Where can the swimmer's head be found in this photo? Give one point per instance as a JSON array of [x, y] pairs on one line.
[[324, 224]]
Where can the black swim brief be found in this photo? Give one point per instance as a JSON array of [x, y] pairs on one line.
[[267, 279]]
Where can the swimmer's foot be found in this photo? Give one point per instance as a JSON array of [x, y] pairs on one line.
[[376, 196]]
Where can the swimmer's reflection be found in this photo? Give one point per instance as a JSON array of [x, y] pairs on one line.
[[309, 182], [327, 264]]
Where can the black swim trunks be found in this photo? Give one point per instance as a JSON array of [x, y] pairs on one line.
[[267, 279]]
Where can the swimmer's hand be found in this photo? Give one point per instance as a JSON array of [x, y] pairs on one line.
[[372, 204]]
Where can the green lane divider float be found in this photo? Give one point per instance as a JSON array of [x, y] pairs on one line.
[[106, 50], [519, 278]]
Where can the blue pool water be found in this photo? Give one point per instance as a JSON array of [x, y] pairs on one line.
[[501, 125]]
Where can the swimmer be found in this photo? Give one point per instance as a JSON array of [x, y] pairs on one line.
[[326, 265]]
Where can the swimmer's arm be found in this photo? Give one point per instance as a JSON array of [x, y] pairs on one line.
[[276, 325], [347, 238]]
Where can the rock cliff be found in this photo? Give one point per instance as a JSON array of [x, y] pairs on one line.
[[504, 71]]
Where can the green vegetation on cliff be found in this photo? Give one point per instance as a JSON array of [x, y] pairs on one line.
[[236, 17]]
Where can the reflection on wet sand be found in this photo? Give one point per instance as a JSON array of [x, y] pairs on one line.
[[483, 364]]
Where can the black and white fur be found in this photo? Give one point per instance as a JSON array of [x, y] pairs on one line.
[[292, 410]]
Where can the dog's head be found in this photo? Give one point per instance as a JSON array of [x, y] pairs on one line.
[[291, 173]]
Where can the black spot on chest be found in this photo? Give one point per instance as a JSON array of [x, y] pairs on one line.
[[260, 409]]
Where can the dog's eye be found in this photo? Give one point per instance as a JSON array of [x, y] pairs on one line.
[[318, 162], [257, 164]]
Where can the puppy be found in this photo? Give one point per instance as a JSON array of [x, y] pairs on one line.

- _What is being asked_: Copy out, exactly as written, the line that contains "Where can the blue" along with every line that comes after it in the material above, and nothing else.

- _Exercise output_:
Where can the blue pool water be found in this photo? Give one point per instance as a JSON array of [x, y] pairs on one line.
[[501, 125]]
Where can the swimmer be found in this photo? Give one point per instance as a JSON array of [x, y] pairs on one line.
[[326, 265]]
Where can the swimmer's arm be found in this photo? Give one point per instance as a JSON array of [x, y] pairs on one line.
[[276, 325], [347, 238]]
Where can the rock cliff be found in this photo? Give one point per instance as a JSON array of [x, y] pairs on one line.
[[504, 71]]
Where can the green vegetation on cliff be found in this photo? Give one point per instance as a JSON array of [x, y] pairs on one line.
[[236, 17]]
Where can the reflection on wet sand be found in this photo? Give one point per instance as a JSON array of [x, y] pairs on one line.
[[483, 364]]
Where can the black and white fur be found in this photo? Give one point per instance as a JSON array of [x, y] pairs on one line.
[[292, 410]]
Where can the dog's head be found in this photo? Give one point per instance as a JSON array of [x, y] pairs on one line.
[[291, 173]]
Where can the black spot on chest be found in this photo? Give one point per instance as a JSON array of [x, y] pairs on one line.
[[260, 409]]
Where can the dog's eye be found in this photo? Give one point per instance as a JSON array of [x, y] pairs on one line.
[[318, 162], [257, 164]]
Where can the puppy be found in this photo? Give one point per instance as a JSON array of [x, y] pairs on one line.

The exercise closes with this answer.